# The 2017 Federal Conservative Party Leadership Race



## OnlyMyOpinion (Sep 1, 2013)

I've started this thread for those who want to joust on this topic.

Yes I know Jargey just started a similar thread: http://canadianmoneyforum.com/showthread.php/107178-Trump-lite-(aka-O-Leary) but it has 2 shortcomings IMO - it suggests that O'Leary is comparable to Trump - is he?, and it's title doesn't speak to the other candidates.

Certainly until O'Leary stepped into the race today it was very much, "oh, yes I heard they are having a leadership race". Now I think we will see more reporting of the race - is that a good thing? :confusion:

I'm personally not yet convinced that any of the candidates are the right choice but that may change with time. I remember reading somthing about Michael Chong and thinking that he sounded sensible, but I may stand to be corrected.

I have an itchy aversion to Bernier for some reason.

I am similarly skeptical of O'Leary and may have agreed with Jargey's 'Trump-lite'. But if you listen to him in this brief CTV interview this morning: http://www.ctvnews.ca/video?clipId=1037680, I think you have to admit that he is saying all the right things and is certainly not in the race because it is his 'job' as a career politician. The existing politicians seem to form a pool of leaders who play it safe and do little except try to get re-elected with our money.


----------



## mordko (Jan 23, 2016)

Still too many in the race. A few of them (e.g. Bernier) have good policy proposals, such as:

- ending supply management in agriculture;
- legalize private healthcare;
- lower taxes on capital gains. 

No idea what O'Leary's policies are.


----------



## gibor365 (Apr 1, 2011)

> No idea what O'Leary's policies are.


True! Yesterday tried to google and couldn't find any specific policies ,except that Trudeau is bad for Canada (I know it w/o Kevin )


----------



## Video_Frank (Aug 2, 2013)

“Elect me as prime minister for 15 minutes. I will make unions illegal. Anybody who remains a union member will be thrown in jail.”

- Kevin O’Leary, likely Conservative leadership candidate, in 2011


----------



## Koogie (Dec 15, 2014)

In general, people forget we don't have the same electoral system as the USians. Celebrity status won't carry you to the PMship like it will to the Oval Office.
I have always thought O'Leary is little more than a blowhard. If we have to have a Dragon run, couldn't it be Jim Treliving ?

Michael Chong is the MP for the area where my family live. He is a great MP and a backbencher with a brain and integrity. Therefore not PM material...:friendly_wink:


----------



## carverman (Nov 8, 2010)

OnlyMyOpinion said:


> I've started this thread for those who want to joust on this topic.
> 
> I am similarly skeptical of O'Leary and may have agreed with Jargey's 'Trump-lite'. I think you have to admit that he is saying all the right things and is certainly not in the race because it is his 'job' as a career politician. The existing politicians seem to form a pool of leaders who play it safe and do little except try to get re-elected with our money.


 He may be saying the right things now, because he wants to get elected, but once he seizes any political power of any kind, the old "leopard
spots start to appear". Wait and see.

## Dataset excerpt
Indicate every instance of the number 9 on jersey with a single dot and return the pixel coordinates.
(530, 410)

## What to do
From the thread on the Conservative leadership race, pull the passage from "## Koogie (Dec" up to and including "Jim Treliving ?", word for word.

## Finished task
## Koogie (Dec 15, 2014)

In general, people forget we don't have the same electoral system as the USians. Celebrity status won't carry you to the PMship like it will to the Oval Office.
I have always thought O'Leary is little more than a blowhard. If we have to have a Dragon run, couldn't it be Jim Treliving ?